> [Ausgewählter Auszug]:
Aus bekannten Familien

Es sind Kinder aus bekannten jüdischen Familien, die den Religionslehrer umgeben. Links von ihm steht Hans David Hirsch, jüngster Sohn des Müllemer Metzgermeisters Hermann Hirsch. Er emigrierte 1939 nach Palästina. Seine Mutter Betty und seine Schwester [P157]Recha wurden über Gurs nach Auschwitz gebracht. Rechts von Silbermann ahnt Lore Eckstein noch nichts von ihrem schrecklichen Schicksal. Neben ihr steht Heinz Günzburger, von dem leider nichts bekannt ist (Anm. siehe Artikel In Hemsbach kannte man die Familie Günzburger).

Echte „Woinemer Buwe” bilden die mittlere Reihe. Erwin Neu entstammte einer seit Generationen im Häute- und Lederhandel tätigen Familie. Sein Vater war der SPD-Stadtrat Sally Neu. Die Familie wohnte in der Schulstraße, verließ aber 1937 Weinheim und Deutschland: Erwin nach Brasilien, die Eltern nach Uruguay, Schwester Hilda nach Südafrika und Schwester Ellen nach Brasilien.

Lothar Marx kam aus dem Kurzwaren- und Möbelgeschäft Marx an der unteren Hauptstraße. Seine Eltern Salomon und Theresia Marx starben in Auschwitz, er selbst konnte 1938 in die USA ausreisen.

Neben Marx steht Simon Werner Kassel. Seine Eltern Theodor (gestorben 1937, beerdigt in Hemsbach) und Berta (Gurs entronnen, aber in Frankfurt umgekommen) betrieben beim „Badischen Hof” (heute Tourismusbüro) das angesehene Lederwaren-Fachgeschäft Kassel & Marx. Werner Kassel kam 1938 mit einem der ersten Kindertransporte nach England und anglisierte später seinen Geburtsnamen in Cassel.

> [Erforderliche Arbeiten]:
(a) Aktualisieren Sie im Text über die jüdischen Kinder die Stelle von „Es sind Kinder“ bis einschließlich „die Familie Günzburger).“, indem Sie „Religionslehrer“ durch „Lehrer“ ersetzen, und geben Sie sie wieder.
(b) Schreiben Sie den Text über die jüdischen Kinder nach seinem letzten Satz weiter.

> [Bereitgestelltes Material]:
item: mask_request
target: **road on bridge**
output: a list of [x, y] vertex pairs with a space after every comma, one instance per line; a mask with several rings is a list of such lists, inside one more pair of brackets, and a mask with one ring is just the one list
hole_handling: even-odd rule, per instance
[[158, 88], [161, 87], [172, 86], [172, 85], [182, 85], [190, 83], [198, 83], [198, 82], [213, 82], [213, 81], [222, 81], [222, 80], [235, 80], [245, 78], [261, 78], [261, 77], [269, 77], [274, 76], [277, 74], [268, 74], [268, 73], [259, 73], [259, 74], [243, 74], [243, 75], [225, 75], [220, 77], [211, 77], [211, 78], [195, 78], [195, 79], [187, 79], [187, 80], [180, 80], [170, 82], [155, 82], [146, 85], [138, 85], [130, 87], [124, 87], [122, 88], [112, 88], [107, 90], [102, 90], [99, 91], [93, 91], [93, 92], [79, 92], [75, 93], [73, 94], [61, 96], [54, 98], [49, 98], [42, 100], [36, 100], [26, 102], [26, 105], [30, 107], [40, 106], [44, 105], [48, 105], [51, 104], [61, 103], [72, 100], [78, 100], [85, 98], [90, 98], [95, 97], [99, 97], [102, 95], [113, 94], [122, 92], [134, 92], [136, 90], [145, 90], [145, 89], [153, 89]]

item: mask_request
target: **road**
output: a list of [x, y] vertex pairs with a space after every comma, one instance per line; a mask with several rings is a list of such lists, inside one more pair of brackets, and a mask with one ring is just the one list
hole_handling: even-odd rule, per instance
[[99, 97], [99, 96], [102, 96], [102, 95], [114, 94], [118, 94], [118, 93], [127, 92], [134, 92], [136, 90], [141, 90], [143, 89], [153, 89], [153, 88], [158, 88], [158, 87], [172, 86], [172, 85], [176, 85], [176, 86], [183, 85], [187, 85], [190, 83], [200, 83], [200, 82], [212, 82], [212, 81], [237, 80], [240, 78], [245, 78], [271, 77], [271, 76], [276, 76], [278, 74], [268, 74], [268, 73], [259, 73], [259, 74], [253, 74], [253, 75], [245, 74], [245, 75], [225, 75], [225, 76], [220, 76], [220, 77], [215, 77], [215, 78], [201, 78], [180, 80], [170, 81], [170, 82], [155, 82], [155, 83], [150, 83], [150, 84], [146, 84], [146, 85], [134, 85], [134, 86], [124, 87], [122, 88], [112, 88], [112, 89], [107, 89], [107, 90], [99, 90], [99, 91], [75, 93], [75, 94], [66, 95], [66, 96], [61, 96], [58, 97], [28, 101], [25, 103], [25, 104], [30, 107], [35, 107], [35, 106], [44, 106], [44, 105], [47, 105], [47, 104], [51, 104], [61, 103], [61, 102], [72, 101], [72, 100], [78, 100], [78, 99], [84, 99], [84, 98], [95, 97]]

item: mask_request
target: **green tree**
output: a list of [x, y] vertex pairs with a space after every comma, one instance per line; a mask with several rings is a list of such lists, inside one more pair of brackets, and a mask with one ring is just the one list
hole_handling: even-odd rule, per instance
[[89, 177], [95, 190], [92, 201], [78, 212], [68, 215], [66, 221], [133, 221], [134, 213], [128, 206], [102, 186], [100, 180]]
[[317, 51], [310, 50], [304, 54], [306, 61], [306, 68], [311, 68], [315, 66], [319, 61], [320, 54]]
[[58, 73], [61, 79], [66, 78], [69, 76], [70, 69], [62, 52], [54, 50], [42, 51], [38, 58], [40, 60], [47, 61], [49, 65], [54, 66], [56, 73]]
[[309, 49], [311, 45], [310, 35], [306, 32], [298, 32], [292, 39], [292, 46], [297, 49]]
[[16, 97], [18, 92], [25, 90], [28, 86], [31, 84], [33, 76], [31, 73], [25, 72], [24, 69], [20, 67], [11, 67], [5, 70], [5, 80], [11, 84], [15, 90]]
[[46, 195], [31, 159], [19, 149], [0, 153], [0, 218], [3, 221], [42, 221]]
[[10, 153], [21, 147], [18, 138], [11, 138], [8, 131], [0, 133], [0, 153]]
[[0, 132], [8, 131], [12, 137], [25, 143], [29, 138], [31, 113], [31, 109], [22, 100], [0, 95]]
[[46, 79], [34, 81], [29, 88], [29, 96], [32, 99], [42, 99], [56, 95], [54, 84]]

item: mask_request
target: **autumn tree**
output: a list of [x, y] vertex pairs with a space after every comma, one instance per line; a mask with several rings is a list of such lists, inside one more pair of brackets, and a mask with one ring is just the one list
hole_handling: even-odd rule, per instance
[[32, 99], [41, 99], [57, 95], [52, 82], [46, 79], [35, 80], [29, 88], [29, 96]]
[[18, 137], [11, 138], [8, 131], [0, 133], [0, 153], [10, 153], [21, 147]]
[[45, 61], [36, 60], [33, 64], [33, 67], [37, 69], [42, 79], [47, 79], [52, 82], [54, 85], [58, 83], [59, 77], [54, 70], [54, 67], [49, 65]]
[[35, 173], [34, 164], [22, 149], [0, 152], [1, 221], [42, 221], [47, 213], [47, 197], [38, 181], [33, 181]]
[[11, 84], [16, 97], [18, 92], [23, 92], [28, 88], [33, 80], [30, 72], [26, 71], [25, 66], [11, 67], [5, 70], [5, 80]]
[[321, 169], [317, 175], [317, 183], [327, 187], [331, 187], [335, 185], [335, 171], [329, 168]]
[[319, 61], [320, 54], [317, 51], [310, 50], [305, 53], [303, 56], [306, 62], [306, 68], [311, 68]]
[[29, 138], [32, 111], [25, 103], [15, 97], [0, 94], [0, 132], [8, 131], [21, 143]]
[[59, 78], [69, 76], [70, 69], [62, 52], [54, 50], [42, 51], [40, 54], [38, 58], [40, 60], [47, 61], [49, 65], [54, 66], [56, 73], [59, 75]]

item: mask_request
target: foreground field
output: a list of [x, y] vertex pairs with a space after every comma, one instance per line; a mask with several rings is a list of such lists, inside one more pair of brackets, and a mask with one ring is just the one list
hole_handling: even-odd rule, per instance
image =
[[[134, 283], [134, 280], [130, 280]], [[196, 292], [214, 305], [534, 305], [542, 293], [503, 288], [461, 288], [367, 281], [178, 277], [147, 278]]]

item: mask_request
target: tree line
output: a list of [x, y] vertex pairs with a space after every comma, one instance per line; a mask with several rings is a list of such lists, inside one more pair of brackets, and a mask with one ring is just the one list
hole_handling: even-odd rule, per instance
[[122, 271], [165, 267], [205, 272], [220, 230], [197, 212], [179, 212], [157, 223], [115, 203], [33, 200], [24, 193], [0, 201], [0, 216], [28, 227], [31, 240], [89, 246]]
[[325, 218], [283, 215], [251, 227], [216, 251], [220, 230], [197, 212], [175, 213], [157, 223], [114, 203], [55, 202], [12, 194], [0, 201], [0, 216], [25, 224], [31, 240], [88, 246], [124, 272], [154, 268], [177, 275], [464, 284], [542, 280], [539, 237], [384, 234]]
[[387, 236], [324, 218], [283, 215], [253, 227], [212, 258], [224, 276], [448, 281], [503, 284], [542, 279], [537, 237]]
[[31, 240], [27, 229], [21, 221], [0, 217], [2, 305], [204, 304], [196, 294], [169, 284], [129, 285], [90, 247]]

> [Antworten je Punkt]:
(a)
Es sind Kinder aus bekannten jüdischen Familien, die den Lehrer umgeben. Links von ihm steht Hans David Hirsch, jüngster Sohn des Müllemer Metzgermeisters Hermann Hirsch. Er emigrierte 1939 nach Palästina. Seine Mutter Betty und seine Schwester [P157]Recha wurden über Gurs nach Auschwitz gebracht. Rechts von Silbermann ahnt Lore Eckstein noch nichts von ihrem schrecklichen Schicksal. Neben ihr steht Heinz Günzburger, von dem leider nichts bekannt ist (Anm. siehe Artikel In Hemsbach kannte man die Familie Günzburger).

(b)
Beliebte Ärzte

Sein Nachbar im Gruppenbild ist Hermann Reiß. Zusammen mit seinem jüngeren Bruder Klaus und den Eltern Dr. Friedrich Reiß und Herta Reiß emigrierte er Ende 1935 nach Palästina. Seine Mutter war die Tochter des sehr populären Arztes Dr. Hermann Hausmann, der in der Erinnerung vieler Weinheimer „Frohsinn in jedes Krankenzimmer brachte”. Die Praxis übernahm nach Hausmanns Tod 1923 sein Schwiegersohn Dr. Friedrich Reiß. Vor dem Haus in der Bahnhofstraße (heute Geiß’sche Apotheke) bauten sich beim nationalsozialistischen „Boykott-Tag” am 1. April 1933 SA-Leute mit dem Plakatschild „Die Juden sind unser Unglück” auf.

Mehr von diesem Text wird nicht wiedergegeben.